***** EXTRACTED INFORMATION *****

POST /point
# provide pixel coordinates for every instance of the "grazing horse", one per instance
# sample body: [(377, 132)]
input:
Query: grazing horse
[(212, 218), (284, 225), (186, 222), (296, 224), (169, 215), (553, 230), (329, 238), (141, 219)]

*****

#### INSTRUCTIONS TO FOLLOW:
From the line containing "# provide pixel" down to the last line of the data above, copy every line exactly; leave out all other lines.

#### REPLY TO THE EXERCISE:
# provide pixel coordinates for every instance of the "grazing horse", one per instance
# sample body: [(377, 132)]
input:
Query: grazing horse
[(212, 218), (284, 225), (186, 222), (296, 224), (169, 215), (553, 230), (329, 238), (141, 219)]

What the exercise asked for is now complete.